* START *

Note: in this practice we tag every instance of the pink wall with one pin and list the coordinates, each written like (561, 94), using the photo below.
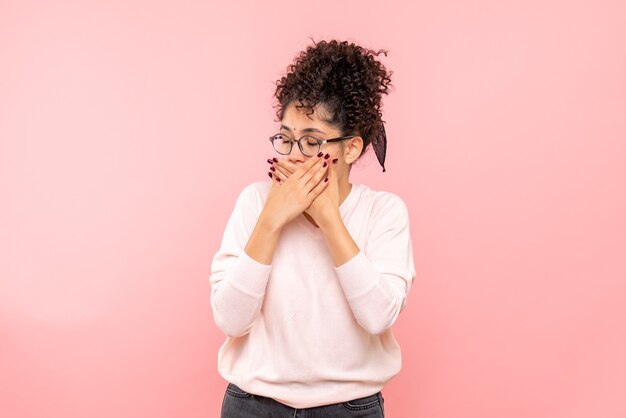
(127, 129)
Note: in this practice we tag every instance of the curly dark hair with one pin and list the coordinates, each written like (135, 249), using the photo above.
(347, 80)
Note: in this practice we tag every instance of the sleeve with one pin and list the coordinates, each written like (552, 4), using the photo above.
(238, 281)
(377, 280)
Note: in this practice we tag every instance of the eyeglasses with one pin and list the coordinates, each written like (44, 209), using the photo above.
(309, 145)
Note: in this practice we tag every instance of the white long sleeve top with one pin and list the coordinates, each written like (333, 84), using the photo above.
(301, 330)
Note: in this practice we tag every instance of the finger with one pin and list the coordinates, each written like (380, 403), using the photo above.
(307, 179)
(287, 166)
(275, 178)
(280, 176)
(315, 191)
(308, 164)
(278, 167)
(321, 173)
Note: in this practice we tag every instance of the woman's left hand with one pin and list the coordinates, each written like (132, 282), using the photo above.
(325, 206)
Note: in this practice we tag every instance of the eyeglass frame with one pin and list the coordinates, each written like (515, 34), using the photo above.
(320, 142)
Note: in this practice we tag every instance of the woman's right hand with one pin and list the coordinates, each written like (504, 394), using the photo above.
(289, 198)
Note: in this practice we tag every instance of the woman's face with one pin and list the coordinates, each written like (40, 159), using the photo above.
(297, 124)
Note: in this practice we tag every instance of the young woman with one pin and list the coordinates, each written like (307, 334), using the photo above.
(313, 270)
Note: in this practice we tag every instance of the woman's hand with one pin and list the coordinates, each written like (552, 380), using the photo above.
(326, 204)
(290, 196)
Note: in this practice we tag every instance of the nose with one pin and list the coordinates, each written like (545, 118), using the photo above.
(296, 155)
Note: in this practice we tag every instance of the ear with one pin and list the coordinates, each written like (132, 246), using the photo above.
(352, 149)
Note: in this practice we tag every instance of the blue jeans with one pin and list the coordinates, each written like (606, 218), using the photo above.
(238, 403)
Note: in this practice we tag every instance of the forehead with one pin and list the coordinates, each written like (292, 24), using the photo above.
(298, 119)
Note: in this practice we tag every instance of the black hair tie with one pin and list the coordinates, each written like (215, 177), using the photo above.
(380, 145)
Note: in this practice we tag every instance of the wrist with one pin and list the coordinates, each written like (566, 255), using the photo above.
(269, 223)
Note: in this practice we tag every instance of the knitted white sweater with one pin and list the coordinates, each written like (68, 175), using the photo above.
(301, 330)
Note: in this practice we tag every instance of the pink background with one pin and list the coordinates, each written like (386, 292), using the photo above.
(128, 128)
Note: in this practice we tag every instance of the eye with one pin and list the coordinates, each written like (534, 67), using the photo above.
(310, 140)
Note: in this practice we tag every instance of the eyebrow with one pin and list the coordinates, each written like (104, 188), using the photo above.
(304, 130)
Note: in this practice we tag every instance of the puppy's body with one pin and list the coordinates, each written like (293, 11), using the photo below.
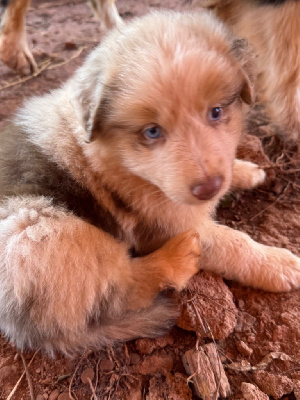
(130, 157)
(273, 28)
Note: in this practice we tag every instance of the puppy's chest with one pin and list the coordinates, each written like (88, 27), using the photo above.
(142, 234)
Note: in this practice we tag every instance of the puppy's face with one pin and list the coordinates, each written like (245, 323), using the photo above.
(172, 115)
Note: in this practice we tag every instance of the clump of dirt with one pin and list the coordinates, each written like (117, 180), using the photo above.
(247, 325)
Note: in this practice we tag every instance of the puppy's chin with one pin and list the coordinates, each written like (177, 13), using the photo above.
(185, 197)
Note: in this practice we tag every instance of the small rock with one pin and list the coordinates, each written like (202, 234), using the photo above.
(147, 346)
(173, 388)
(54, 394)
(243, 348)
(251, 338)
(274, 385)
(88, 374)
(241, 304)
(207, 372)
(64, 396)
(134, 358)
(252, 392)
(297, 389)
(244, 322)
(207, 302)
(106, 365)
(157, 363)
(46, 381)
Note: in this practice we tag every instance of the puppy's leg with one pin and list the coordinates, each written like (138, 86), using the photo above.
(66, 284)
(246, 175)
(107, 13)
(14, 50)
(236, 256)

* END *
* START *

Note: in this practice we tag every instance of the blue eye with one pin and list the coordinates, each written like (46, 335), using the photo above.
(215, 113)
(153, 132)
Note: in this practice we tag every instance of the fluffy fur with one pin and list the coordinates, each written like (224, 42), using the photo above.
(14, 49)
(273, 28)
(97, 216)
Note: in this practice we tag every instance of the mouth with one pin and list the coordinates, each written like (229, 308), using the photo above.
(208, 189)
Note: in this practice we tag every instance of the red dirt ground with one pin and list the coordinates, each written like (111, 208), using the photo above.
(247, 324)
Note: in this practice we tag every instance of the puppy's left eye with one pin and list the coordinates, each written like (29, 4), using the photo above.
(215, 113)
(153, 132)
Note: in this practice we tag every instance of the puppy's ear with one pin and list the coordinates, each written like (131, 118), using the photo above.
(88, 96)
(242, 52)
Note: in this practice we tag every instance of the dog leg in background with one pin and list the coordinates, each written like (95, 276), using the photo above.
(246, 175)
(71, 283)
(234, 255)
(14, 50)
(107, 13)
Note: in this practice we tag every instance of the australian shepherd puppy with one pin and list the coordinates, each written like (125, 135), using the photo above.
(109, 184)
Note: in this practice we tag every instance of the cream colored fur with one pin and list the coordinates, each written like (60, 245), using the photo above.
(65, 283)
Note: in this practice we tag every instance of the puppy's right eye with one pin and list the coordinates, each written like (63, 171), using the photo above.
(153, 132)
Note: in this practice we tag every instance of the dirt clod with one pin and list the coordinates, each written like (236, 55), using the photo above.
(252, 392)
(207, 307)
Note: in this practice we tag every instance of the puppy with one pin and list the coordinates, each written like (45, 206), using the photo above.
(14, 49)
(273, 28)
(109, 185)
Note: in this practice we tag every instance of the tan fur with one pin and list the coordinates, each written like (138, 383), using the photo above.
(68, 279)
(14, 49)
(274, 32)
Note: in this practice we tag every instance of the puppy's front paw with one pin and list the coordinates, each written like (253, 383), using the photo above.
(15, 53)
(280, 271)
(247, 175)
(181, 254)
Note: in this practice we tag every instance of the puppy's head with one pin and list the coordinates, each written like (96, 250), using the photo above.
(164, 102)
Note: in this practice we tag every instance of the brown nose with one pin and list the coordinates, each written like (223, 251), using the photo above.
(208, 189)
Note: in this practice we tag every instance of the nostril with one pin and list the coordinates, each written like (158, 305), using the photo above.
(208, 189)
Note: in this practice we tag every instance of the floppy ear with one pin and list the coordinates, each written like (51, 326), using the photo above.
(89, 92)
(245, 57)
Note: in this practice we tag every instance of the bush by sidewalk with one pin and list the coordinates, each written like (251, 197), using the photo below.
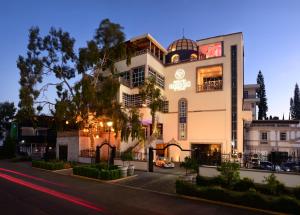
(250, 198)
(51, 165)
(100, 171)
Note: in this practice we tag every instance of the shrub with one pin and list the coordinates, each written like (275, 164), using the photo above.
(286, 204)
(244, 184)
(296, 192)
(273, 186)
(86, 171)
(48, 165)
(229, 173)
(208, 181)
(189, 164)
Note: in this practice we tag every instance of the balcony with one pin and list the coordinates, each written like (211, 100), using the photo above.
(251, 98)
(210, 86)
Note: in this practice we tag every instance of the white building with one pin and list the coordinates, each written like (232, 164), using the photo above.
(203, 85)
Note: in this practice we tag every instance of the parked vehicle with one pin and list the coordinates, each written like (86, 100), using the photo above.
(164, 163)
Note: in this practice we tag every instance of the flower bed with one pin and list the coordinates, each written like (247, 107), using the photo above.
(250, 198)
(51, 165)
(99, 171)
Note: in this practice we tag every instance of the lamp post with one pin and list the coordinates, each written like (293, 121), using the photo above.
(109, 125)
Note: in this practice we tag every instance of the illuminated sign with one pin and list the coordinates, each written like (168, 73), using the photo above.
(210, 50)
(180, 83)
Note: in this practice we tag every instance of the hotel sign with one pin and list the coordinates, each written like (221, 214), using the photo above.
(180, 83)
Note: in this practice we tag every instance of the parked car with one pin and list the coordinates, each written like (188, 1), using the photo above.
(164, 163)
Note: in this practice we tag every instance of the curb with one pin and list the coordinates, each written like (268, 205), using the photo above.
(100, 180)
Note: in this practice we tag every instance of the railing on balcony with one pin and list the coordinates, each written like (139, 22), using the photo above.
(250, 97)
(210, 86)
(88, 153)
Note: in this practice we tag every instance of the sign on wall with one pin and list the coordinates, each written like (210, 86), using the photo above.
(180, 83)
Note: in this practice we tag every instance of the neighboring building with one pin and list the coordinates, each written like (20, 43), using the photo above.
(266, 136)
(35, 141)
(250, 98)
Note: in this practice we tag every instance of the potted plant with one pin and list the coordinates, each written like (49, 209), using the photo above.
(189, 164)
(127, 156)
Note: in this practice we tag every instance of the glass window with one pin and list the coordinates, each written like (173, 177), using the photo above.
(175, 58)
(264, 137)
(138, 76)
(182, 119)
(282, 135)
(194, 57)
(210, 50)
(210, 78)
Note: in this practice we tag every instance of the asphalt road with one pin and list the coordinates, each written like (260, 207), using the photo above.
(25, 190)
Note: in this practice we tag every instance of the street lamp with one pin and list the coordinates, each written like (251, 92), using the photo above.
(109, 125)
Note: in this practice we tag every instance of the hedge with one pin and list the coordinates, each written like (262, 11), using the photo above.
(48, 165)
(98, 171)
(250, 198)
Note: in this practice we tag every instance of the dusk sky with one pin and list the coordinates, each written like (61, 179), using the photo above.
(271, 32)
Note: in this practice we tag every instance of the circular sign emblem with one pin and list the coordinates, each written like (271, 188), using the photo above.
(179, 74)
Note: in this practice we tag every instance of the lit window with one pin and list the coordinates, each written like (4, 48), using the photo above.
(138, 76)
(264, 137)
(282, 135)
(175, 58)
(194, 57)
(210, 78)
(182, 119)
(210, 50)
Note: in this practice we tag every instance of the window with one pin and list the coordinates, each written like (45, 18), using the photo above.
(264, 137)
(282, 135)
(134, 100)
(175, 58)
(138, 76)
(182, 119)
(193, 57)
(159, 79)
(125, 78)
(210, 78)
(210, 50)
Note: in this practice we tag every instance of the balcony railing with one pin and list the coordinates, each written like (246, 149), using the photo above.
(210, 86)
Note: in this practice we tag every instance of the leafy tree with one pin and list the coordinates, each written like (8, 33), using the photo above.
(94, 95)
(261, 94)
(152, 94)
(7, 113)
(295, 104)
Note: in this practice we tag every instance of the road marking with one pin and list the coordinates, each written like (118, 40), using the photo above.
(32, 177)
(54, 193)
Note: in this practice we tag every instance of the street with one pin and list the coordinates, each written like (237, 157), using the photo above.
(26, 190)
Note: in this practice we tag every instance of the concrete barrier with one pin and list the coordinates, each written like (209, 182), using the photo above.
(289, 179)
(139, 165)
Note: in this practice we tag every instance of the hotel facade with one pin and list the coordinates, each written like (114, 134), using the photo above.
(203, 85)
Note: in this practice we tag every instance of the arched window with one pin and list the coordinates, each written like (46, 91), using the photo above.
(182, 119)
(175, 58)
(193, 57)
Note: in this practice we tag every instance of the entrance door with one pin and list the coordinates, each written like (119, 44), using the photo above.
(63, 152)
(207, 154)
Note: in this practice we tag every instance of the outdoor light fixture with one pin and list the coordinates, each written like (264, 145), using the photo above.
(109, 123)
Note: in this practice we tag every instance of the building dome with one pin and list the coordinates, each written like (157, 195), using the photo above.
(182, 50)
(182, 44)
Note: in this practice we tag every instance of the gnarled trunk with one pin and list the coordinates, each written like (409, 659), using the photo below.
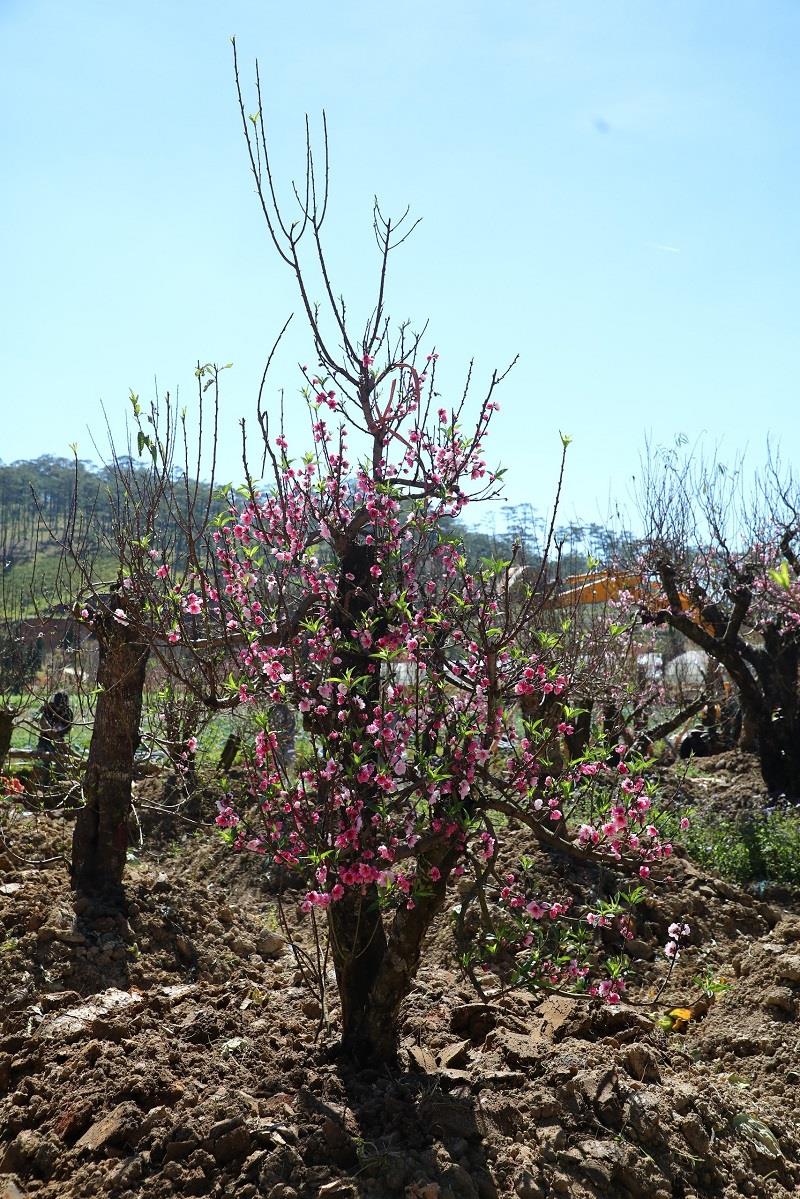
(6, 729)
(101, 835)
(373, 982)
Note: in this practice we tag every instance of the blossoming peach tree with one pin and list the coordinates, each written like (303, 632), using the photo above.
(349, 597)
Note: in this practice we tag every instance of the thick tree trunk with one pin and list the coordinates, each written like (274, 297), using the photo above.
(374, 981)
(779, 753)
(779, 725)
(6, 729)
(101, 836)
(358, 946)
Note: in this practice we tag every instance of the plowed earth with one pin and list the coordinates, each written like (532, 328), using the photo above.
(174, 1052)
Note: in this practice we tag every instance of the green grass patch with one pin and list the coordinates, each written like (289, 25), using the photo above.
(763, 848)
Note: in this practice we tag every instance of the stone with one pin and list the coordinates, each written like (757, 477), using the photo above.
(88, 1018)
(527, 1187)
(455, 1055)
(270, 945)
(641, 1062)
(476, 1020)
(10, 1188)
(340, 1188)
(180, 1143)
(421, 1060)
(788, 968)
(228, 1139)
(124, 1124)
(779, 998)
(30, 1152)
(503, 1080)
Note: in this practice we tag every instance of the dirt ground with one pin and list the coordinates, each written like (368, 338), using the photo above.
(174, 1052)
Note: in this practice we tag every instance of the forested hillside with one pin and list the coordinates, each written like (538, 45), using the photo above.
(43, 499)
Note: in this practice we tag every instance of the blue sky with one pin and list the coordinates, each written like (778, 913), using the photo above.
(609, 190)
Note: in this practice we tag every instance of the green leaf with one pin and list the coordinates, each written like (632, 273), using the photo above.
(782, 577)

* END *

[What is required]
Tally the lines in the records above that contain the string "face", treating uppercase and lowercase as different. Reply with the count alone.

[Solution to the exercise]
2